• Exercise: Render everything from the start of the records below down to the line containing "(1116, 761)" as a Markdown table with the columns "Row" and "Text". Number each line in the "Row" column, put the line itself in the "Text" column, and leave out any blank lines.

• Extracted data:
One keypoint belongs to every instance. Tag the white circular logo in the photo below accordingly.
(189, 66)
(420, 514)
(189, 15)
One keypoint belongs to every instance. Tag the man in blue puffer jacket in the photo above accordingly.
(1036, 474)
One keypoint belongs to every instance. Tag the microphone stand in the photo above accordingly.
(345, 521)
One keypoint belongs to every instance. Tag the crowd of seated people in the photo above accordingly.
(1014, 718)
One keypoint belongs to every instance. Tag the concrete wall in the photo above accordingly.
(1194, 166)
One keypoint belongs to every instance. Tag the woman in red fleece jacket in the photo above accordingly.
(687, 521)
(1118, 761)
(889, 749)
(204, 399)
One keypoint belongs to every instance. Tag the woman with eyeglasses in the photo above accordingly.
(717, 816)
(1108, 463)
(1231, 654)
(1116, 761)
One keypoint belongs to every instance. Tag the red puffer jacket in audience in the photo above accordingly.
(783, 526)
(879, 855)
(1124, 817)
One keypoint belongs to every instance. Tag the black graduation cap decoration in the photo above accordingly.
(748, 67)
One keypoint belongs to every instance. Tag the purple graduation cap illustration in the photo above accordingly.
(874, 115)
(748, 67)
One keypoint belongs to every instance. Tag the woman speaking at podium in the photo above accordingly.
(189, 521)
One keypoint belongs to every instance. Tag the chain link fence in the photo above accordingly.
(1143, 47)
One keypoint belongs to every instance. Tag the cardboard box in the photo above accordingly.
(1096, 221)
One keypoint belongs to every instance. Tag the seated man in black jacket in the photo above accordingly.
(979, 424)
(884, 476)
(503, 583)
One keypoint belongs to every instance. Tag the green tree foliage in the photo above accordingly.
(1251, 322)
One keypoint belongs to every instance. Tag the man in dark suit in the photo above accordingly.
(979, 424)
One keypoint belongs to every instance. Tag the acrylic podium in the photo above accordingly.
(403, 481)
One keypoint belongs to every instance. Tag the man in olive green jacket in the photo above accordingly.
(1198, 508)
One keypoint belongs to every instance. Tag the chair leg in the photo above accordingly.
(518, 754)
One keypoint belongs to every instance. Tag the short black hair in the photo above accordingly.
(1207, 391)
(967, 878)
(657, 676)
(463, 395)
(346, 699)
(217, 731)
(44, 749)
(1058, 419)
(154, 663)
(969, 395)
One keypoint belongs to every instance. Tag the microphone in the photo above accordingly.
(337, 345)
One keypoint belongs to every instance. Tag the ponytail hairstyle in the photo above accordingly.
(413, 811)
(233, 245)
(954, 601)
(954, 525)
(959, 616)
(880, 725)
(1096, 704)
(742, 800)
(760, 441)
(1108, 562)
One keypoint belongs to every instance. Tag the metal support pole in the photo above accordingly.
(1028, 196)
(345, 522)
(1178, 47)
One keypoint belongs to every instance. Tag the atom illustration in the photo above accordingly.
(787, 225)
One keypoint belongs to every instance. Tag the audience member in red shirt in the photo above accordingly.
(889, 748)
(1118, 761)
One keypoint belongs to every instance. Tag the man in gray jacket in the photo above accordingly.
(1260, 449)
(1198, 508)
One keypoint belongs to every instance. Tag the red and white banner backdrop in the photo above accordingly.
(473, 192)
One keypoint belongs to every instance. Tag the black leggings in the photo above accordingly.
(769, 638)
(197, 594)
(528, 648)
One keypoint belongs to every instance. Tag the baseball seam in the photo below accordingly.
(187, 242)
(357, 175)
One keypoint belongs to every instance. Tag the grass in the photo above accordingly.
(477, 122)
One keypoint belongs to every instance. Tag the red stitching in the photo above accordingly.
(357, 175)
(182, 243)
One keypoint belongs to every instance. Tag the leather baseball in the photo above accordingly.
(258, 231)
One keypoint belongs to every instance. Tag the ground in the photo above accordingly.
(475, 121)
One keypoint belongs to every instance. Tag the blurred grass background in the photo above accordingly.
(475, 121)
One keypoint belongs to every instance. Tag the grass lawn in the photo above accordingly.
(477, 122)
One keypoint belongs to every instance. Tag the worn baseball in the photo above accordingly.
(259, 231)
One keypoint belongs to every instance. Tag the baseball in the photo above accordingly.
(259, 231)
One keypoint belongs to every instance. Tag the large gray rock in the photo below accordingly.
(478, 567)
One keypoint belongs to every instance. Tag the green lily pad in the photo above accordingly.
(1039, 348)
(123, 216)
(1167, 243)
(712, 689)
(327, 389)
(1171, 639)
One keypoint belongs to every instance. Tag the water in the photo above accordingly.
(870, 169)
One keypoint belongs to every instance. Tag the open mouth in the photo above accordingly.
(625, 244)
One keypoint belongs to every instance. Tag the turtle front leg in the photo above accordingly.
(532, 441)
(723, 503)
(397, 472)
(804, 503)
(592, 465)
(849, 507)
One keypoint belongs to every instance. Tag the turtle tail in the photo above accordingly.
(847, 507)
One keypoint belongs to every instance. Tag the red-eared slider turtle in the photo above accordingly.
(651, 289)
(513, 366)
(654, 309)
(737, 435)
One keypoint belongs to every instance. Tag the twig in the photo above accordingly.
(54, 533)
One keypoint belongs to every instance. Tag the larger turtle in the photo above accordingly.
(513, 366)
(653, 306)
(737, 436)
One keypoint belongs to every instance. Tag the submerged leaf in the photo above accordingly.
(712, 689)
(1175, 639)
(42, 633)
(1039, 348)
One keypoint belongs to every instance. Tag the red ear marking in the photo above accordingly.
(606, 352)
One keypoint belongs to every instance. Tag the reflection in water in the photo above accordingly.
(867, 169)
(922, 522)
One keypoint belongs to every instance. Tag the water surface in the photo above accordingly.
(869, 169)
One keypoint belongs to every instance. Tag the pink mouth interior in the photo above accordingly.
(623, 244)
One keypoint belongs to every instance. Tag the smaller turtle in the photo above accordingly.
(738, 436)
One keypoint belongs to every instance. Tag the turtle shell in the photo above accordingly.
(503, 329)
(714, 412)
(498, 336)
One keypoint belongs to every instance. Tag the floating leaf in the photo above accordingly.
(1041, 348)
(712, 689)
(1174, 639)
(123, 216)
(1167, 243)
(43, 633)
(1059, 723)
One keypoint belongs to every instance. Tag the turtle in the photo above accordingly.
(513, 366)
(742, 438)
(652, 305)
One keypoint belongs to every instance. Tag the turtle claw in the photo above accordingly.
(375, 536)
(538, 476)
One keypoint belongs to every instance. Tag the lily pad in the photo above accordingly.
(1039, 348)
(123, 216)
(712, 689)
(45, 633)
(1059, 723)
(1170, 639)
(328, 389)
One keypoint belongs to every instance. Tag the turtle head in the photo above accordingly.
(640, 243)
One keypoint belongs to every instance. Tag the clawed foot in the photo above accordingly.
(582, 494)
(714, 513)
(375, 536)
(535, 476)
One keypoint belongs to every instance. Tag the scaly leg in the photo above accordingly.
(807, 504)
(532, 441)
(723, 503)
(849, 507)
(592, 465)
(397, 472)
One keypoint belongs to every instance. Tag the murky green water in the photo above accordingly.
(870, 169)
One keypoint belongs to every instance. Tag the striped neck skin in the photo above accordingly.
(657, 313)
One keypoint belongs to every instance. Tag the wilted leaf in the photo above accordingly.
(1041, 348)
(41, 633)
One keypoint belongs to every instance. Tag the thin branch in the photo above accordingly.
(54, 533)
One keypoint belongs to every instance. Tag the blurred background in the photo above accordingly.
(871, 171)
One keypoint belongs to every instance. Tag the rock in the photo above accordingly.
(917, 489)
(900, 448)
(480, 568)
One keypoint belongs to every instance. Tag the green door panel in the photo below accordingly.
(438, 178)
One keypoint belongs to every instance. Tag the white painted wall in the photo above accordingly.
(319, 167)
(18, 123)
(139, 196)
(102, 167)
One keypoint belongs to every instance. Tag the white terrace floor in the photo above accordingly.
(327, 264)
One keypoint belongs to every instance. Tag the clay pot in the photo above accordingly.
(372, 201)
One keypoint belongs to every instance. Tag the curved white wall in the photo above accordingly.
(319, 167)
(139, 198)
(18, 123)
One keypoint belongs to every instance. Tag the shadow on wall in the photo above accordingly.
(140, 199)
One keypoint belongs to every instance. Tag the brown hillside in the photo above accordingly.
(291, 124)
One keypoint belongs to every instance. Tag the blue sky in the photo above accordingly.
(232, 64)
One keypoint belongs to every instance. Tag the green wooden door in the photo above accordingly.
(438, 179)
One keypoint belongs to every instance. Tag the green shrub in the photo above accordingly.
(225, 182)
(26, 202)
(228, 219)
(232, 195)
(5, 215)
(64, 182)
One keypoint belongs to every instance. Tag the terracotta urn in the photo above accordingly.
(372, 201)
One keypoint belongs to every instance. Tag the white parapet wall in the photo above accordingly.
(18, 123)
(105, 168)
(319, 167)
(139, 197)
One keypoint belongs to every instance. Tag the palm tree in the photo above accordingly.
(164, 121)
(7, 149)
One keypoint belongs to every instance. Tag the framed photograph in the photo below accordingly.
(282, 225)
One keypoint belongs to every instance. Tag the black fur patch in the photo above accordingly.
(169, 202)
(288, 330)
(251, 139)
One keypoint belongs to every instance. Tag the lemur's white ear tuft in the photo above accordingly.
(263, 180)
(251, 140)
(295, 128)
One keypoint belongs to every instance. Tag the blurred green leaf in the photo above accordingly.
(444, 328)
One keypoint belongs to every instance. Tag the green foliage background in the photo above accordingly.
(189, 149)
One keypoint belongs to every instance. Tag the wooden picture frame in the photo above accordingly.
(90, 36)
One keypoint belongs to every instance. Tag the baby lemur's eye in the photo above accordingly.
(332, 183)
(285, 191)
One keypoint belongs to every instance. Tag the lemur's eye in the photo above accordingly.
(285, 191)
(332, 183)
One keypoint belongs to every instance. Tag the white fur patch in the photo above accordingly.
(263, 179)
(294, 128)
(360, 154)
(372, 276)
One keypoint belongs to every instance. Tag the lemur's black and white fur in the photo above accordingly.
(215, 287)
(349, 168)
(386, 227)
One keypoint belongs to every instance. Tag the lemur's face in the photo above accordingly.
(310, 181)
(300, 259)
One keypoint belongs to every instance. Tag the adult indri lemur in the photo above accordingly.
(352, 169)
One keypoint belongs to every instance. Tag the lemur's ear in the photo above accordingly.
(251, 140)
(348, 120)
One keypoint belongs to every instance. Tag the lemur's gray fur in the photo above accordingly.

• Answer to the exercise:
| Row | Text |
|---|---|
| 1 | One keypoint belongs to every instance. Tag the white circular logo in the photo below accordingly. |
| 2 | (189, 66) |
| 3 | (420, 514) |
| 4 | (189, 15) |
| 5 | One keypoint belongs to every instance. Tag the man in blue puffer jacket in the photo above accordingly. |
| 6 | (1036, 474) |
| 7 | One keypoint belongs to every instance. Tag the microphone stand in the photo above accordingly. |
| 8 | (345, 521) |
| 9 | One keypoint belongs to every instance. Tag the crowd of seated people in the photo above accordingly. |
| 10 | (1014, 718) |
| 11 | One keypoint belongs to every instance. Tag the concrete wall in the photo above accordingly. |
| 12 | (1194, 166) |
| 13 | One keypoint belongs to every instance. Tag the woman in red fleece jacket in the photo above accordingly. |
| 14 | (687, 521) |
| 15 | (1118, 761) |
| 16 | (889, 749) |
| 17 | (204, 399) |
| 18 | One keypoint belongs to every instance. Tag the woman with eyeglasses in the photo above accordingly. |
| 19 | (717, 816) |
| 20 | (1108, 463) |
| 21 | (1231, 654) |
| 22 | (1116, 761) |